Exercise directions | Please select every line in the records below that contains the word "woman", and copy each one out.

★ ★ ★ ★

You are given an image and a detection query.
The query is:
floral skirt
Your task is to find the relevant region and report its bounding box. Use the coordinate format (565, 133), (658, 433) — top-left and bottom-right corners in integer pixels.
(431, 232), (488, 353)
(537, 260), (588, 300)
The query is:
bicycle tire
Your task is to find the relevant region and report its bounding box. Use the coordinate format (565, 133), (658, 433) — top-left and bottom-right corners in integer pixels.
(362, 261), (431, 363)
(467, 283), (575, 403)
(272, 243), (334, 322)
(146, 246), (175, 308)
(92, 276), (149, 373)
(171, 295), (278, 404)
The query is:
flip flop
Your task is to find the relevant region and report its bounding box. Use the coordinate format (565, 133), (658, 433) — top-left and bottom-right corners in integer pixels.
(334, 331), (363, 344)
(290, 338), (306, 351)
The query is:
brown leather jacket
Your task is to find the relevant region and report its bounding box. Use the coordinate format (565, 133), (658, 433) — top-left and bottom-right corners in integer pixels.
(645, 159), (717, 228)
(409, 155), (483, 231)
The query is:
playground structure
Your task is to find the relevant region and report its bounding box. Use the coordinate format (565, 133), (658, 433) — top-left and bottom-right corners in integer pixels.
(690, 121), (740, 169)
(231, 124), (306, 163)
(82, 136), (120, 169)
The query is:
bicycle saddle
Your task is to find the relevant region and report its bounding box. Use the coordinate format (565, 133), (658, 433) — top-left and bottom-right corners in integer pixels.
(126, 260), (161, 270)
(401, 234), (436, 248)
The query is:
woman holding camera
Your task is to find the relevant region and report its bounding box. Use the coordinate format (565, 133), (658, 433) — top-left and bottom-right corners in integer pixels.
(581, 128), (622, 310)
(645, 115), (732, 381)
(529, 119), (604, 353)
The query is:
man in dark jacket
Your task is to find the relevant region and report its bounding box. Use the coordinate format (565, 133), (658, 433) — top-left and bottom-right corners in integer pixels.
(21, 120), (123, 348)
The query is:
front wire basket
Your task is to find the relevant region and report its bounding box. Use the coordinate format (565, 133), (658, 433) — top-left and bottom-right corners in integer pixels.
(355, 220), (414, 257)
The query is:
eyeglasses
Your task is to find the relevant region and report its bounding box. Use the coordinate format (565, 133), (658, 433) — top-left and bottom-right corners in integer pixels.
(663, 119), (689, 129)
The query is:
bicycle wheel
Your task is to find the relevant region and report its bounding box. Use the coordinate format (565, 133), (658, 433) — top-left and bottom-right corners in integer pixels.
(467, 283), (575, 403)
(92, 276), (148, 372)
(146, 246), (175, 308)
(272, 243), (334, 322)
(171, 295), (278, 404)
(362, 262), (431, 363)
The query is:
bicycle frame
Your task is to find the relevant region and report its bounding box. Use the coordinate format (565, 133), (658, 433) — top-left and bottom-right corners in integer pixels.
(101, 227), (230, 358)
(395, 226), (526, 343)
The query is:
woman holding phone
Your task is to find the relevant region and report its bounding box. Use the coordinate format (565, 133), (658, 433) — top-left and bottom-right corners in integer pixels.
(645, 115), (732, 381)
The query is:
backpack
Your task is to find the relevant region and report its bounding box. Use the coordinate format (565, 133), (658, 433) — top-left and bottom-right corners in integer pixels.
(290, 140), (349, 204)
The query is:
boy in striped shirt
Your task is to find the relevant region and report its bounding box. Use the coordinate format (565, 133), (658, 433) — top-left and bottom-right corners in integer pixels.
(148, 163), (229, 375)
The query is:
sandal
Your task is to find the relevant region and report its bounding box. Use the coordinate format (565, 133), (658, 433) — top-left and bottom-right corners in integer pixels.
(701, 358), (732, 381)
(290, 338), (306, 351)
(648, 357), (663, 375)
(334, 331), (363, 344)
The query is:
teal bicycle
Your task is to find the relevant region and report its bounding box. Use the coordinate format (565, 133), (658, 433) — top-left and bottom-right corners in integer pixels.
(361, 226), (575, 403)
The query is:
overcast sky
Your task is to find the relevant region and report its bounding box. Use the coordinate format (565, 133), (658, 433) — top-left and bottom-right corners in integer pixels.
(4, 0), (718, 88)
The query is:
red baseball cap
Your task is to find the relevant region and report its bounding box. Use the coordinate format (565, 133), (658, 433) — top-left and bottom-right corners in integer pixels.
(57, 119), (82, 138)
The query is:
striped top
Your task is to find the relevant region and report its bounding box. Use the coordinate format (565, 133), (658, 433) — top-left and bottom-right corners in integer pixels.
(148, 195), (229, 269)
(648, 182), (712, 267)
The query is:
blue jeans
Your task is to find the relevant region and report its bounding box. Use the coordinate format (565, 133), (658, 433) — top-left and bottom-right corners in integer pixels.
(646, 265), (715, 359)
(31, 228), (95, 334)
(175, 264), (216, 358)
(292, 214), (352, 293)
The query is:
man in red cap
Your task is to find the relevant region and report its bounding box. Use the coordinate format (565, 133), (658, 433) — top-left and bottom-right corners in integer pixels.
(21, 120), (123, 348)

★ ★ ★ ★

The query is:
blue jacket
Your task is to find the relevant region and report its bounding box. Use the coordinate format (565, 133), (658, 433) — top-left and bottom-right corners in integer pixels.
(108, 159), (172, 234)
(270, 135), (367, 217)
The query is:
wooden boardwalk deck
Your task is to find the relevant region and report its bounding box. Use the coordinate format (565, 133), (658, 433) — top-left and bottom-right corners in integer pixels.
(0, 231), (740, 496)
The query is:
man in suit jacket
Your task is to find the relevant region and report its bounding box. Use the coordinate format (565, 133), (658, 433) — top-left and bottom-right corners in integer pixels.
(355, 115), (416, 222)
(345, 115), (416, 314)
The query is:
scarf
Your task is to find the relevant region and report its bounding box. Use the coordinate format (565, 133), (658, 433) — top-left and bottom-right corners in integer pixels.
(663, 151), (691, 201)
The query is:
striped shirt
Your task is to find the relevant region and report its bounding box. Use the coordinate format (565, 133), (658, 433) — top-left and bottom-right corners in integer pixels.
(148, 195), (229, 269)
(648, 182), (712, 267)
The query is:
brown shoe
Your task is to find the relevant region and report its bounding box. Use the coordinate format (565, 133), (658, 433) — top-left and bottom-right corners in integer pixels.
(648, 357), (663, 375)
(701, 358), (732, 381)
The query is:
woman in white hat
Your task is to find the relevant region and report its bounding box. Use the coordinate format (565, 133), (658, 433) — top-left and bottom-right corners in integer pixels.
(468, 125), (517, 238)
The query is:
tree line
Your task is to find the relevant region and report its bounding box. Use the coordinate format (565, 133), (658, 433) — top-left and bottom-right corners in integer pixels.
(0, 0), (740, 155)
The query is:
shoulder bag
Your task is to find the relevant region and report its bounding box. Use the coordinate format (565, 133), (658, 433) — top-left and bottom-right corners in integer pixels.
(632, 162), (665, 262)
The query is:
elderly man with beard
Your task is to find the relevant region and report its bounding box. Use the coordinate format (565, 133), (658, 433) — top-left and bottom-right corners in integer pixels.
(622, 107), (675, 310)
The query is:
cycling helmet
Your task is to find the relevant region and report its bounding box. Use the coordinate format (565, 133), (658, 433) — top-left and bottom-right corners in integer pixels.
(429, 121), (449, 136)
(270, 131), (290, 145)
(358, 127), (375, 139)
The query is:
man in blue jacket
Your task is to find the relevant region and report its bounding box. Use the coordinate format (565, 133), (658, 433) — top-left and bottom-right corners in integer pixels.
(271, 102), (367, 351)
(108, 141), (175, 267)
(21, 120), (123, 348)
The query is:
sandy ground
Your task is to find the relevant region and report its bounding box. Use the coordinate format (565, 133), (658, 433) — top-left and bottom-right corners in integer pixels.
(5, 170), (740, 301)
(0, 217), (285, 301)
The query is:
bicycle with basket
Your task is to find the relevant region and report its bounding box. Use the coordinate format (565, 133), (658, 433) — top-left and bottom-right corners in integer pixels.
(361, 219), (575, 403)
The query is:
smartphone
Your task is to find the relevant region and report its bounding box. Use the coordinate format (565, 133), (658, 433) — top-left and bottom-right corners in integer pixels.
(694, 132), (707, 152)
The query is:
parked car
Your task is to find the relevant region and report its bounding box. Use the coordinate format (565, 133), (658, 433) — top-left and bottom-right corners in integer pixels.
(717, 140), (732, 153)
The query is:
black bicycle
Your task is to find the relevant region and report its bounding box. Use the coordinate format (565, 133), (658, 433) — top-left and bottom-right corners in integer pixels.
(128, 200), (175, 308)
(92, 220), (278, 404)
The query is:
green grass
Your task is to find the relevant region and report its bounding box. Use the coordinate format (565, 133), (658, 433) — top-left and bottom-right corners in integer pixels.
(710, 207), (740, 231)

★ ★ ★ ★

Task answer |
woman holding camera
woman holding phone
woman in white hat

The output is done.